All entries below must be output word for word, and the pictures left behind.

(Dataset items)
* * *

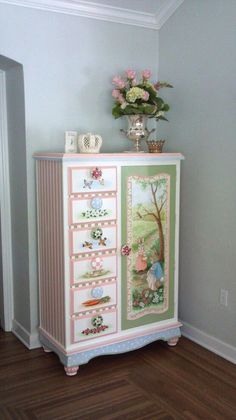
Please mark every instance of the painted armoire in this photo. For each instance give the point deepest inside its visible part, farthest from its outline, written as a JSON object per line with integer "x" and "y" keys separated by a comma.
{"x": 108, "y": 228}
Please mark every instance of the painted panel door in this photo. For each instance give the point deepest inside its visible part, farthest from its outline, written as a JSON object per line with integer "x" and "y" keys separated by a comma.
{"x": 148, "y": 230}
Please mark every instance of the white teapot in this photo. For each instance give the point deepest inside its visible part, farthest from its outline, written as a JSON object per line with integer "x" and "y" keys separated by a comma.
{"x": 89, "y": 143}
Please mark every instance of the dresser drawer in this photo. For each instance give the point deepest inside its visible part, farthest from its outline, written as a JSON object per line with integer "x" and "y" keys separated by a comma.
{"x": 93, "y": 325}
{"x": 93, "y": 297}
{"x": 96, "y": 239}
{"x": 94, "y": 269}
{"x": 92, "y": 178}
{"x": 92, "y": 209}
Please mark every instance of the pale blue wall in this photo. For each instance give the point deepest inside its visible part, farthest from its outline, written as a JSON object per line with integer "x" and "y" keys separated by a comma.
{"x": 198, "y": 55}
{"x": 68, "y": 65}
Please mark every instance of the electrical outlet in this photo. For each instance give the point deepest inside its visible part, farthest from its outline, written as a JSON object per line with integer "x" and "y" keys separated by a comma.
{"x": 224, "y": 297}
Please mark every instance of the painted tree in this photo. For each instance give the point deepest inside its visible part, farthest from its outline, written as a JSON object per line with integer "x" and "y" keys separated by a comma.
{"x": 157, "y": 189}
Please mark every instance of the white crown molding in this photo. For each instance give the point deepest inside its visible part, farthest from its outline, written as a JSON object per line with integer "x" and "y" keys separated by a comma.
{"x": 102, "y": 12}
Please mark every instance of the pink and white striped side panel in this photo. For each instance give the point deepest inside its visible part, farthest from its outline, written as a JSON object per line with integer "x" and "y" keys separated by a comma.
{"x": 51, "y": 248}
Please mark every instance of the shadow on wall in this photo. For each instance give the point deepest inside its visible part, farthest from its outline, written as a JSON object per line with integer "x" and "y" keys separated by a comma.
{"x": 15, "y": 141}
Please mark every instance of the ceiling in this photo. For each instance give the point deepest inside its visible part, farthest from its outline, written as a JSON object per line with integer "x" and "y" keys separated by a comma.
{"x": 150, "y": 14}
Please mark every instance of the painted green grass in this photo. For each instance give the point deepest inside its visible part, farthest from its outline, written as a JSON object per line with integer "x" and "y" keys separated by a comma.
{"x": 143, "y": 229}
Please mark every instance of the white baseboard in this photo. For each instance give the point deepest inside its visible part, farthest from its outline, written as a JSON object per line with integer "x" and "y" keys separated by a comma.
{"x": 211, "y": 343}
{"x": 31, "y": 341}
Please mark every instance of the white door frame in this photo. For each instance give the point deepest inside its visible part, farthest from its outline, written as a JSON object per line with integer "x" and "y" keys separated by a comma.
{"x": 5, "y": 206}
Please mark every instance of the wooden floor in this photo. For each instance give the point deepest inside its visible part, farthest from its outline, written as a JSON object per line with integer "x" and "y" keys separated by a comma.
{"x": 156, "y": 382}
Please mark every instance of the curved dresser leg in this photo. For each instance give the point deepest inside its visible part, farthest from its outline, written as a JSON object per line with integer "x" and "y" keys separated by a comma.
{"x": 173, "y": 341}
{"x": 71, "y": 370}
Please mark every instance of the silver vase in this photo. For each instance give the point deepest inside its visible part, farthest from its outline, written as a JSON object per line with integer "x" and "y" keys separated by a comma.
{"x": 137, "y": 131}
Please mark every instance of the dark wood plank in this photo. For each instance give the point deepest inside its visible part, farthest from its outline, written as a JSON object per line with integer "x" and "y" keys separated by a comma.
{"x": 155, "y": 382}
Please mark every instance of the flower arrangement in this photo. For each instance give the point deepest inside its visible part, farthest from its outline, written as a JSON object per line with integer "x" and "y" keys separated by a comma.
{"x": 138, "y": 97}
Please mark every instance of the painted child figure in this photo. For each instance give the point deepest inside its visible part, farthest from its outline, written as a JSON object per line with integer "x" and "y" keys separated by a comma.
{"x": 155, "y": 276}
{"x": 141, "y": 260}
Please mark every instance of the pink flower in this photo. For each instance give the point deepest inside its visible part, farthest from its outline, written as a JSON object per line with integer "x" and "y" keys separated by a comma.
{"x": 130, "y": 74}
{"x": 120, "y": 83}
{"x": 115, "y": 93}
{"x": 145, "y": 96}
{"x": 146, "y": 74}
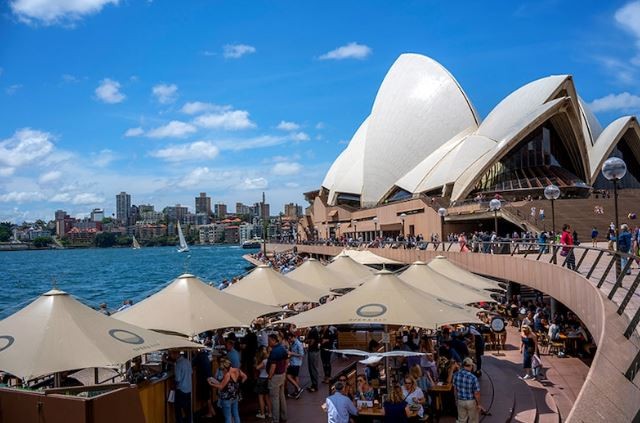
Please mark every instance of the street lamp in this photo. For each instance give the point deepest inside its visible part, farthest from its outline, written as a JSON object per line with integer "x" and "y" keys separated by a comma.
{"x": 442, "y": 212}
{"x": 552, "y": 193}
{"x": 402, "y": 217}
{"x": 375, "y": 224}
{"x": 614, "y": 169}
{"x": 494, "y": 206}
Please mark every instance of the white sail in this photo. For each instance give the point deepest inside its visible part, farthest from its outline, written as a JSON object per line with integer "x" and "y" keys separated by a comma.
{"x": 183, "y": 243}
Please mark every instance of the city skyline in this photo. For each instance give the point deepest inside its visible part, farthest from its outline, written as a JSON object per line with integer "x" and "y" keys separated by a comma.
{"x": 251, "y": 99}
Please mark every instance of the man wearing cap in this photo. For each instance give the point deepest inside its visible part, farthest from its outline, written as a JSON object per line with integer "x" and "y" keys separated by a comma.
{"x": 339, "y": 406}
{"x": 467, "y": 391}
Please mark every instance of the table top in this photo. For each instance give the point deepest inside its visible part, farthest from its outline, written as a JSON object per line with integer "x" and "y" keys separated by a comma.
{"x": 371, "y": 411}
{"x": 441, "y": 388}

* * *

● OUTPUT FOR THIS EXERCISE
Please mark every instance of the painted armoire in this photo. For each instance give the point deepest inside its visible part, farthest from its outline, written as a JSON object per line with integer "x" and "y" keys separated by a comma.
{"x": 108, "y": 228}
Please mark every instance of the painted panel door in this photo. For each instance give the point deepest inside its visible part, farthest from its outline, written as a JSON object per line with integer "x" and "y" keys separated by a comma.
{"x": 148, "y": 230}
Please mark every instance of the white teapot in this photo. For each instance give the point deepest inside its visible part, farthest from its outline, written as a JSON object per line with integer "x" and "y" keys separated by a comma.
{"x": 89, "y": 143}
Please mark every instance of the dresser drawer in this photo. For each instance give the point deepest inside its visible part, farthest from its outline, written as a JSON object per line with integer "x" and "y" keys separated by a comma.
{"x": 93, "y": 325}
{"x": 93, "y": 297}
{"x": 96, "y": 239}
{"x": 94, "y": 269}
{"x": 92, "y": 178}
{"x": 92, "y": 209}
Please mark every instance of the pale blue wall in this photo. For each instance give the point deepest inside its visible part, farthest from its outline, written as a JSON object per line with integer "x" and "y" keys separated by a comma.
{"x": 198, "y": 55}
{"x": 68, "y": 65}
Please mark every instance of the electrical outlet in this photo. For each instance give the point deepest inside its visible part, farthest from its outline, written as a JSON object per line with integer "x" and "y" keys separated by a comma.
{"x": 224, "y": 297}
Please mark every instance of the painted tree in this photo. For each instance give the point deepest inside its visible part, farthest from its outline, written as a JSON object per line with integer "x" and "y" keys separated by a comma.
{"x": 157, "y": 189}
Please mark every instance of the white crown molding in this photo. For each instance give the point deepest inside its visible part, farthest from its outline, written as a JSON object per line with integer "x" and "y" keys separated by a comma.
{"x": 102, "y": 12}
Please mark every instance of the pink and white striped side panel in this photo. For each instance give the point deepest inside its visible part, farthest from its outline, written as a JSON object per line with integer "x" and "y" keys separated by a comma.
{"x": 51, "y": 248}
Please mark every instance of the shadow on wall in this photo. For each instance give the point deepest inside its visible part, farthest from its outline, written as a JSON object per line with integer "x" and "y" keys separated by a comma.
{"x": 15, "y": 141}
Please mark every instance of the ceiling in this photo. For each instance give the point deepest inside its visible part, farthest from its outline, written as a JSON object per line with integer "x" and "y" keys separated by a comma.
{"x": 150, "y": 14}
Please mark every instance of the painted green grass in this photo. For each instance give the point deepest inside its visible part, farthest from its outline, written as a JSON object per line with integer "x" and "y" keys separated by a comma.
{"x": 143, "y": 229}
Please mark every instance of the white baseboard in this photo. For each instance give the point deepest inside its visible part, farthest from its outline, written as a JSON object per line with integer "x" and "y" keys separated by a comma.
{"x": 211, "y": 343}
{"x": 31, "y": 341}
Please mark every instance of the white door frame in this photo. For each instance give the point deepest inside its visible part, farthest from its outline, written as a JSON object per line with integer "x" and "y" keys separated by a comma.
{"x": 5, "y": 206}
Please mark every instance of the wooden floor in this photo. For each instance give the point deepest inside its visible part, farthest from its outline, written as a JSON object per line with integer "x" and "y" keys separated by a comma.
{"x": 156, "y": 382}
Please mark every instance of the curved dresser leg in this photo. For each instance give the point deepest inside its visible part, farthest from its outline, written as a JSON object per line with integer "x" and "y" keys separated by a comma.
{"x": 173, "y": 341}
{"x": 71, "y": 370}
Please mark every instance of the silver vase in this photo. For each instance give the point deepest inside its visible part, farthest from its outline, written as a JSON object per line with integer "x" and "y" keys separated by a comma.
{"x": 137, "y": 131}
Please mark every instance of the dark wood plank in this photo. For each instance give the point deepest inside its visible part, farthest from its outline, written as a JSON object per line with integer "x" and "y" keys separated by a comma.
{"x": 155, "y": 382}
Please mark every instance of the flower arrangement in this photo. For each instance give the point deepest inside its visible part, farthest from its outline, written as a JSON object per line with integer "x" and "y" keys separated by a comma.
{"x": 138, "y": 97}
Please mark every instance of the painted child figure in this photo. For each instance give the point deepest inside its visible part, farthest from its outline, written as a JSON object per line with integer "x" and "y" keys separated by a comma.
{"x": 155, "y": 276}
{"x": 141, "y": 260}
Please mark every instance of the pink flower in this photo. For each instance give the point deepest inside its visible part, farthest from its outline, written as a JSON object per line with integer "x" and "y" keys separated by a comma.
{"x": 130, "y": 74}
{"x": 120, "y": 83}
{"x": 115, "y": 93}
{"x": 145, "y": 96}
{"x": 146, "y": 74}
Please mark every instance of the street lamp in this photo. For each instance give the point deepest inside its visible part, farthest from its outline, written as a JSON object per line with integer "x" and "y" keys separated by a comma.
{"x": 442, "y": 212}
{"x": 552, "y": 193}
{"x": 402, "y": 217}
{"x": 375, "y": 224}
{"x": 614, "y": 169}
{"x": 494, "y": 206}
Please mark every instance of the white sail in this photo. For each instance give the point deepest inside its visible part, farthest from its outline, written as a JSON object per line with integer "x" and "y" keys separated by a comma.
{"x": 183, "y": 243}
Please mark every instance of the city skyline in this photo. For each instance give the point deepest inside its visible part, farthest from its outline, written as a JSON object per line with integer "x" and "y" keys separated by a comma.
{"x": 251, "y": 99}
Please mark every instance of the man wearing cap in this photo. For each instance give the point deepest inside its visible part, farthest from its outline, written as a JSON object per line with integer "x" and "y" keys separated by a comma.
{"x": 339, "y": 406}
{"x": 467, "y": 391}
Please mark every instance of the table top in this photo. For each instance give the point deepest inside its visible part, farthest from its outline, written as a JSON object per line with integer "x" and "y" keys separated by a comma.
{"x": 371, "y": 411}
{"x": 441, "y": 388}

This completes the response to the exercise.